Work required – All of the records below should be retyped exactly, with no pictures included.

==== Listed records ====

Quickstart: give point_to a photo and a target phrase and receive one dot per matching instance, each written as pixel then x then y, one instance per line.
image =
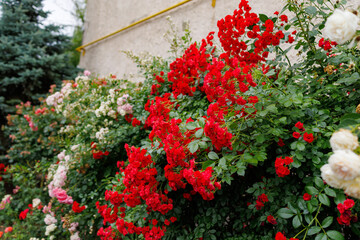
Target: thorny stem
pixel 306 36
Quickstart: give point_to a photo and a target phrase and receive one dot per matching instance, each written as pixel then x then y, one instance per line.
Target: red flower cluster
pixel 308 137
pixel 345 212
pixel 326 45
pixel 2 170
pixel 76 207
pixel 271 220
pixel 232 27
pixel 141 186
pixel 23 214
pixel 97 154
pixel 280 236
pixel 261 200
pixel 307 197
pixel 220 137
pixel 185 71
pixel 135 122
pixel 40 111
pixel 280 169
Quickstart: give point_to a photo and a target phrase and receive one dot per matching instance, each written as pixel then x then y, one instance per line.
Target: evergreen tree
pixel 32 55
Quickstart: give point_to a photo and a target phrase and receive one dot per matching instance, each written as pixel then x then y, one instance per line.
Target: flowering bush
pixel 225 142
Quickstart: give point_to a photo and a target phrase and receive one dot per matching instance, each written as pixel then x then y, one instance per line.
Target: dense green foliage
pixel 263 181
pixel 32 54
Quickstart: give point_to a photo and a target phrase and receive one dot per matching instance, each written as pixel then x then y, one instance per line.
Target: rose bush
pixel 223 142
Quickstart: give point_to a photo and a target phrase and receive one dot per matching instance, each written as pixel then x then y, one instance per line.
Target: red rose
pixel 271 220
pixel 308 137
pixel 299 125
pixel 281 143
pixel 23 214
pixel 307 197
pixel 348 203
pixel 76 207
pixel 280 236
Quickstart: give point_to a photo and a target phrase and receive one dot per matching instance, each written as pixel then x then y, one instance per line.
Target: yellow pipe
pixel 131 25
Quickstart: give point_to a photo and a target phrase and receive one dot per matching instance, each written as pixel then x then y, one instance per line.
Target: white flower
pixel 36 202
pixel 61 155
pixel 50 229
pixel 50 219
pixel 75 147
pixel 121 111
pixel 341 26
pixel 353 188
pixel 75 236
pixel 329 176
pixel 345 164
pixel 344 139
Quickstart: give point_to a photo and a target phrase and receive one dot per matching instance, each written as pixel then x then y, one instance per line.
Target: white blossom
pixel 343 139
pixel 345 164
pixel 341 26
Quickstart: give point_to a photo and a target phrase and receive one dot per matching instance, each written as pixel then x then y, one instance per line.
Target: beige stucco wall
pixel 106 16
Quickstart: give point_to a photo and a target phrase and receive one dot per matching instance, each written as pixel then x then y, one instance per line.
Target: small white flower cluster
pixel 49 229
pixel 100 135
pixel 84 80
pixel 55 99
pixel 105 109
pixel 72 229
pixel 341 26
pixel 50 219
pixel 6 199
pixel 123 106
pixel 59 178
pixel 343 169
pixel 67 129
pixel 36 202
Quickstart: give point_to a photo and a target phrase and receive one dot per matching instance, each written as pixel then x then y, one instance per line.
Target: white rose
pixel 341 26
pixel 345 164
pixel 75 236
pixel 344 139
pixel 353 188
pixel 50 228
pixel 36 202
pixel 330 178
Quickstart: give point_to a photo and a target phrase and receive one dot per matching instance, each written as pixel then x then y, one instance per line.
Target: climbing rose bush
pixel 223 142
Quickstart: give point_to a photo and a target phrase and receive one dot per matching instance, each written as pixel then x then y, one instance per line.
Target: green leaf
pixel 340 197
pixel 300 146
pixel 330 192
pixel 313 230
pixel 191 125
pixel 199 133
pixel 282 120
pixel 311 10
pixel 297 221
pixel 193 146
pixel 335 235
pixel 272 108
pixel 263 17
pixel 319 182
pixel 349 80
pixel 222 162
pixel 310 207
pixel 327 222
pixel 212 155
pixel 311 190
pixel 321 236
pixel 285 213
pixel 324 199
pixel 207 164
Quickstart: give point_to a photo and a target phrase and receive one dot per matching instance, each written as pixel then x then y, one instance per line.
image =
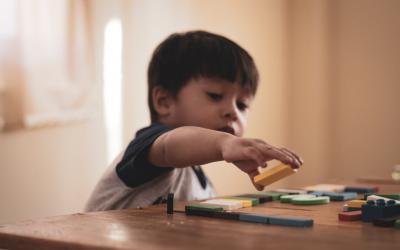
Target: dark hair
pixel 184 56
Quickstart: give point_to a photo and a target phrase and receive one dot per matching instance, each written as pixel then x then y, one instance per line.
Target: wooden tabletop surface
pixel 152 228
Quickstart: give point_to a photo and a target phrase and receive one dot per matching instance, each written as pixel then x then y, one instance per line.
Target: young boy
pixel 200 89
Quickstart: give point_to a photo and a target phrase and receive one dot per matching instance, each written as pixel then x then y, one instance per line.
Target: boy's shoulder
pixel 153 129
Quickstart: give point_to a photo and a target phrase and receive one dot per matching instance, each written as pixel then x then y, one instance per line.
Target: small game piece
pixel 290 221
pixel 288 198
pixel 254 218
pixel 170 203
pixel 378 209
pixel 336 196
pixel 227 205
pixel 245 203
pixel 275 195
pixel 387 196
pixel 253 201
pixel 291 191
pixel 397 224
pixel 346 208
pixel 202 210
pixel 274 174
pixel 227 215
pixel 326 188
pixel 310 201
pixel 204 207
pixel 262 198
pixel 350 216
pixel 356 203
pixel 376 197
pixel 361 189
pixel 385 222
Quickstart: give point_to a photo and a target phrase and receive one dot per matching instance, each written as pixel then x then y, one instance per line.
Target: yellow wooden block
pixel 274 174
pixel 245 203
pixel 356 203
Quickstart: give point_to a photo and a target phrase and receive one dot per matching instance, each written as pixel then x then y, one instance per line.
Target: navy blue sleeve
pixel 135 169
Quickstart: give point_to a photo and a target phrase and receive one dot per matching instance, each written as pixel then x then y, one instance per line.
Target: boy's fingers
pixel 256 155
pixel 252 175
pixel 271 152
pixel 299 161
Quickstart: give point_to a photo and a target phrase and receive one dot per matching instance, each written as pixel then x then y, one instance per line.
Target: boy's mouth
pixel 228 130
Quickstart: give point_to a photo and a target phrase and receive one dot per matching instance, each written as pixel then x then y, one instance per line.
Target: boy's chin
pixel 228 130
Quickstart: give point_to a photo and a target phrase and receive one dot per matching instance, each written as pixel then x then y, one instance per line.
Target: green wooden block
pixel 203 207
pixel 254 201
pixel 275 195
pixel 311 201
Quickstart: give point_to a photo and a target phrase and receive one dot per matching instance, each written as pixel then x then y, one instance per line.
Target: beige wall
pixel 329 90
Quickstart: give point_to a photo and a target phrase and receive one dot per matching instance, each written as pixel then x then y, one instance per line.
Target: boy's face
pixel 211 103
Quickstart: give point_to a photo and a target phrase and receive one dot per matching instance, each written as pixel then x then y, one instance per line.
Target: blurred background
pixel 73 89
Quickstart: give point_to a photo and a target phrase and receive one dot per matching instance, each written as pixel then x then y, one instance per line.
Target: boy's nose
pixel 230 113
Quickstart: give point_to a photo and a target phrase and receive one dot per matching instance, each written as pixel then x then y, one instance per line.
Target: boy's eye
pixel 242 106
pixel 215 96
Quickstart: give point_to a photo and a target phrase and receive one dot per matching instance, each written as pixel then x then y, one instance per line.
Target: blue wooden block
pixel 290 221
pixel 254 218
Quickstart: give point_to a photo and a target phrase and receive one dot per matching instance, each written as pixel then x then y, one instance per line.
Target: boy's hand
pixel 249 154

====

Completed exercise –
Quickstart: give point_to a photo and a target phrase and receive one dot per matching instance, each written as pixel then x then y, one instance per line.
image =
Target: thorny stem
pixel 306 36
Quickstart: give point_to a photo and a target phrase and receive one dot per matching instance, each written as pixel then x then y, one instance per line.
Target: red flower cluster
pixel 308 137
pixel 345 212
pixel 326 45
pixel 2 170
pixel 76 207
pixel 271 220
pixel 232 27
pixel 141 186
pixel 23 214
pixel 97 154
pixel 280 236
pixel 261 200
pixel 307 197
pixel 220 137
pixel 185 71
pixel 135 122
pixel 40 111
pixel 280 169
Quickstart: give point_to a photo and a target phrase and receive one dot per matching instance, each written as pixel then x then y, one instance per line.
Target: evergreen tree
pixel 32 55
Quickstart: give point_to a photo and a target phrase and receive one dot per matching instance, each written as pixel then x then y, one instance per line.
Target: flowering bush
pixel 225 142
Quickstart: give point_to a photo and a target phrase and receive one dot per matching instance, each written as pixel then x then y, one instance per line.
Target: dense green foliage
pixel 263 181
pixel 32 54
Quickstart: give point_to a photo and a target phrase and receive one dot per matching instance, each written as pixel then x then y, one instance per line.
Target: rose bush
pixel 223 142
Quickstart: give point_to a photo and a target phrase and receive one dot per matching instance, each written as pixel then x then y, one instance per line.
Target: red rose
pixel 271 220
pixel 308 137
pixel 299 125
pixel 281 143
pixel 23 214
pixel 307 197
pixel 348 203
pixel 76 207
pixel 280 236
Quickstart: give point_to a photo and a target phrase and receive one dot per matching instance, each written as pixel then x then y, one instance per line.
Target: yellow pipe
pixel 131 25
Quickstart: give point_to a photo and a target phrase and receive one dot per matching instance, each written as pixel then x then y, one instance per line.
Target: white flower
pixel 36 202
pixel 61 155
pixel 50 229
pixel 50 219
pixel 75 147
pixel 121 111
pixel 341 26
pixel 353 188
pixel 75 236
pixel 329 176
pixel 345 164
pixel 344 139
Quickstart: give point_to a photo and a target phrase and receive one dot per matching instance, each written as pixel then x then y, one instance per line.
Target: white blossom
pixel 343 139
pixel 345 164
pixel 341 26
Quickstart: give point_to a photo and a target phrase and receive one dot per matching instance, each written as pixel then x then y, one instance per line.
Target: beige stucco wall
pixel 106 16
Quickstart: give point_to a photo and a target phrase and receive one dot per matching instance, each written as pixel then x then y, one instance per line.
Target: small white flower cluster
pixel 49 229
pixel 100 135
pixel 84 80
pixel 55 99
pixel 105 109
pixel 72 229
pixel 341 26
pixel 50 219
pixel 6 199
pixel 123 106
pixel 59 178
pixel 343 169
pixel 67 129
pixel 36 202
Quickstart: give point_to a photo and a target phrase and receive one dot per matching instance, each written as pixel then x then y, one instance per line.
Target: white rose
pixel 341 26
pixel 345 164
pixel 75 236
pixel 344 139
pixel 353 188
pixel 50 228
pixel 36 202
pixel 330 178
Quickstart: give point_to a photo and a target phrase and receive one dot per matching instance, each written as pixel then x then y, one instance per line.
Target: climbing rose bush
pixel 223 142
Quickstart: give point_to a photo and a target phrase and receive one dot per matching instance, each written as pixel then x then y, one instance per line.
Target: green leaf
pixel 340 197
pixel 300 146
pixel 330 192
pixel 313 230
pixel 191 125
pixel 199 133
pixel 282 120
pixel 311 10
pixel 297 221
pixel 193 146
pixel 335 235
pixel 272 108
pixel 263 17
pixel 319 182
pixel 349 80
pixel 222 162
pixel 310 207
pixel 327 222
pixel 212 155
pixel 311 190
pixel 321 236
pixel 285 213
pixel 324 199
pixel 207 164
Quickstart: give point_to a photo and a target phrase and receive one dot per matching instance, each written as pixel then x then y, one instance per line.
image =
Target: dark hair
pixel 184 56
Quickstart: give point_to a photo and a target phrase and receive one dot per matching instance, each written as pixel then x then y, one instance per line.
Target: wooden tabletop surface
pixel 152 228
Quickstart: give point_to a photo and a target phrase and receive one dot per matching instance, each written as pixel then x then y, one instance per line.
Target: young boy
pixel 200 89
Quickstart: give point_to a photo and a target phrase and receive one dot per matching instance, each written as pixel then x then y, one instance per line.
Target: boy's shoulder
pixel 153 129
Quickstart: give point_to a photo and a target phrase and receive one dot per matching instance, each written as pixel then x then y, one instance per line.
Target: small game piece
pixel 290 221
pixel 288 198
pixel 254 218
pixel 170 203
pixel 378 209
pixel 336 196
pixel 227 205
pixel 245 203
pixel 275 195
pixel 387 196
pixel 253 201
pixel 291 191
pixel 397 224
pixel 346 208
pixel 202 210
pixel 274 174
pixel 227 215
pixel 326 188
pixel 310 201
pixel 204 207
pixel 262 198
pixel 350 216
pixel 356 203
pixel 376 197
pixel 361 189
pixel 385 222
Quickstart: give point_to a photo and a target phrase and receive one dot per matching instance, each written as pixel then x then y, one instance per line.
Target: yellow wooden block
pixel 274 174
pixel 245 203
pixel 356 203
Quickstart: give point_to a photo and a target phrase and receive one dot per matching instance, each written as pixel then x then y, one instance per line.
Target: navy blue sleeve
pixel 135 169
Quickstart: give point_to a photo and a target phrase and receive one dot per matching instance, each written as pixel then x then y, one instance per line.
Target: boy's fingers
pixel 256 155
pixel 252 175
pixel 271 152
pixel 299 161
Quickstart: give point_to a photo and a target phrase and receive one dot per matching instance, each written as pixel then x then y, one instance per line.
Target: boy's mouth
pixel 228 130
Quickstart: give point_to a photo and a target phrase and receive one dot per matching instance, each written as pixel then x then y, one instance per line.
Target: boy's chin
pixel 228 130
Quickstart: give point_to a photo and a target phrase and receive one dot per matching instance, each written as pixel then x then y, one instance per line.
Target: green wooden block
pixel 203 207
pixel 254 201
pixel 275 195
pixel 311 201
Quickstart: give point_to a photo and a target phrase and receive one dot per matching instance, each written as pixel then x then y, one instance per line.
Target: beige wall
pixel 329 90
Quickstart: give point_to a photo and a target phrase and receive one dot per matching instance, each written as pixel then x then y, one instance per line.
Target: boy's face
pixel 211 103
Quickstart: give point_to a photo and a target phrase and receive one dot per matching instance, each written as pixel then x then y, one instance per line.
Target: blurred background
pixel 73 89
Quickstart: give point_to a photo and a target phrase and receive one dot per matching instance, each written as pixel then x then y, one instance per line.
Target: boy's nose
pixel 230 113
Quickstart: give point_to a photo and a target phrase and receive one dot per matching instance, each written as pixel then x then y, one instance per line.
Target: boy's eye
pixel 242 106
pixel 215 96
Quickstart: give point_to a photo and a target phrase and receive one dot per matching instance, each written as pixel then x then y, one instance per line.
Target: blue wooden block
pixel 290 221
pixel 254 218
Quickstart: give point_to a photo and a target phrase and receive one dot per matching instance, each written as pixel then x then y, one instance per line.
Target: boy's hand
pixel 249 154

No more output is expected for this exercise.